-- SELECTED EXTRACT follows --

This all seems super crappy…
To brighten some moods I am gonna share my trad hard up story-
After getting banged up over seas on a NG deployment I spent the next couple years having 6 surgeries and insane amounts of physical therapy. All of this immediately after getting married, having my first child, and just having bought a new home. I had 0 income and a new family depending on me all during a time that I couldn't even force myself to walk without a limp without undergoing immeasurable pain.
I lived by using my savings money and using it to day trade on the stock market for a bit. Another surgery during that time and I was unable to keep up with the market enough to make any money. Another 6 months and the savings went dry. When I was able between all the medical crap I took whatever work I could get to try and pay down some of the credit we were scraping by on.
I took a 3 month civilian contractor gig in Iraq and was able to pay down some of our credit debt we were using to survive. During that time there were Golden Jackals everywhere (I could have hunted them from the door to my room)and I though to myself,"I need a bow to take with me on these trips so I can try to do a little hunting on these military posts without getting shot at.

-- SELECTED EXTRACT concluded --
-- DATASET RECORDS follows --

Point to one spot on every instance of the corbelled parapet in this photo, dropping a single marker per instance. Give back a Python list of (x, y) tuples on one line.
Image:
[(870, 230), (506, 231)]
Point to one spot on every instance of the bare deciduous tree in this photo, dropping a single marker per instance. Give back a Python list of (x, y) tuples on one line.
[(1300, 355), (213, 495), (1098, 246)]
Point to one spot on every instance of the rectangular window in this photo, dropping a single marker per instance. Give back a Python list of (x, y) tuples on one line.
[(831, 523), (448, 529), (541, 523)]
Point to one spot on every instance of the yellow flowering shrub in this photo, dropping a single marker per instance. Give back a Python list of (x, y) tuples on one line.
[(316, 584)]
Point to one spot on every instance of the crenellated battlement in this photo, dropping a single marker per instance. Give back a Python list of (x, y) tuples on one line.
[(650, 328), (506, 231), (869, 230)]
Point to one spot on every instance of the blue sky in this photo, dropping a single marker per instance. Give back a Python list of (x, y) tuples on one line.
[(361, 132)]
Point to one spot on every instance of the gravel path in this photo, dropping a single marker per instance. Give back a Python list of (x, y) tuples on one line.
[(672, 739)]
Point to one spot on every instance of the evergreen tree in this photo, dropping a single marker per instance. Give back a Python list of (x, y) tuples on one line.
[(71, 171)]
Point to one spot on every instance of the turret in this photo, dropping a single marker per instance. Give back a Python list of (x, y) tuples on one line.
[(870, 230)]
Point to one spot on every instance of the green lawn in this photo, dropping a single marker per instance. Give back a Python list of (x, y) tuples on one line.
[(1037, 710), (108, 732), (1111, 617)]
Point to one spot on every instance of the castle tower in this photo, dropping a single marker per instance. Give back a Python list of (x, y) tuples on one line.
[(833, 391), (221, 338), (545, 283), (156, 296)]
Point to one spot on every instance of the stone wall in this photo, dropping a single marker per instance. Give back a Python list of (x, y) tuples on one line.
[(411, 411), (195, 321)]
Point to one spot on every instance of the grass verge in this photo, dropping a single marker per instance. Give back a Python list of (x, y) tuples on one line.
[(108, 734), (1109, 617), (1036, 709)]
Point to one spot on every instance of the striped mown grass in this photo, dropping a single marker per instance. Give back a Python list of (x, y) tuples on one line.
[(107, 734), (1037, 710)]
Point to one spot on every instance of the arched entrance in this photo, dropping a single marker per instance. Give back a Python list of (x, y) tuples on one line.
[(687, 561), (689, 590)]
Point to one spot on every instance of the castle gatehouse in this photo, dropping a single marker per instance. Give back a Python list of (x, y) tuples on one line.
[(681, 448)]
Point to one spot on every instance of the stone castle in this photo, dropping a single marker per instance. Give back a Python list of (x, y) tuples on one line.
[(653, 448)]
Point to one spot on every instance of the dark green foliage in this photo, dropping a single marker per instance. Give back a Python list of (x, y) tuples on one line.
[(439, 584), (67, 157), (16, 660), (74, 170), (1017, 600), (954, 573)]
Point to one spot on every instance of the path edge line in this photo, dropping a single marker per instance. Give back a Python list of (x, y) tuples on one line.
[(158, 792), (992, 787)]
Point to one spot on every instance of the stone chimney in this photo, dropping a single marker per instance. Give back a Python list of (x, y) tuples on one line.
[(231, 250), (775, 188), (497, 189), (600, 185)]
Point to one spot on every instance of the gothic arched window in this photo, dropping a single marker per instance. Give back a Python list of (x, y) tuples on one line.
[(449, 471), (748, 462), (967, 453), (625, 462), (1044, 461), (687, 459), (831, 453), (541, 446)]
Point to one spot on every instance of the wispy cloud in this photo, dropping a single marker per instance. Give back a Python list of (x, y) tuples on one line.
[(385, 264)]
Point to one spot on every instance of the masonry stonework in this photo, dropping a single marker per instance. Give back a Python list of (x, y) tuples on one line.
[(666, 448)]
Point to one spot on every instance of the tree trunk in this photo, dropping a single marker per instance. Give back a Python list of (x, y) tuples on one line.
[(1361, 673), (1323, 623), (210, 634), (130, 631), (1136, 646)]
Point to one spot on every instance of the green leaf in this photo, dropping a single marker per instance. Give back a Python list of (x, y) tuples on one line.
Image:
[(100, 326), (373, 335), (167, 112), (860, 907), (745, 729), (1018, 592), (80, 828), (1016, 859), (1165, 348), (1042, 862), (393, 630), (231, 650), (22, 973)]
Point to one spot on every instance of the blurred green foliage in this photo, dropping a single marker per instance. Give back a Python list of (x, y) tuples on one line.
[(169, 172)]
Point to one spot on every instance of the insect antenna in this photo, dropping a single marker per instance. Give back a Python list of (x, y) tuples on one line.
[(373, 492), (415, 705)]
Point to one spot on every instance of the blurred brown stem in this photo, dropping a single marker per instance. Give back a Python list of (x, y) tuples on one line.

-- DATASET RECORDS concluded --

▶ [WORK REQUIRED] Pick up the personal story about surgeries, debt, and wanting a bow for hunting on military posts, and write on from its last sentence. The records play no part in this work.

▶ [EXERCISE OUTPUT]
I get home and all the money I made had been used solely to pay off a little bit of our growing mountain of debt(talk about feeling helpless). There was no way I could even think about affording a compound bow(all I thought there was at the time), but I remembered an old browning recurve I had in the back of a closet.
I posted to a MS forum I enjoyed call bullnettlenews.com (great forum for south easterners) asking if anyone could do anything with a recurve. A fella named stringwacker started posting pictures of ever critter known to man he had shot with them. He then invited me over and offered to help me get set up. Its hard to remember but I think I may have eluded t the fact that I was in dark times and couldn't afford much.
I drove the hour drive to his house thinking that I shouldn't be burning the $$ in gas and those few dollars should be going to feeding my family instead. My wife made me go though.
I pull up into his driveway driving a new looking (i take care of my stuff) BMW 5series (times were good before I got hurt and could afford it then, after the injury I couldn't afford it, but couldn't afford to be without a vehicle either). Mark comes out and of course taking note of the fine car I am driving(he could have easily thought I was some sapsucker trying to get something for free). He didn't judge though. Instead he took me in, taught me how to straighten the limbs on my old bow, taught how to shoot, and sent me home with a hand me down glove, some 175gr field points, some 175gr zwickey broad heads, and a couple arrows. I shot those 2 arrows for a long time.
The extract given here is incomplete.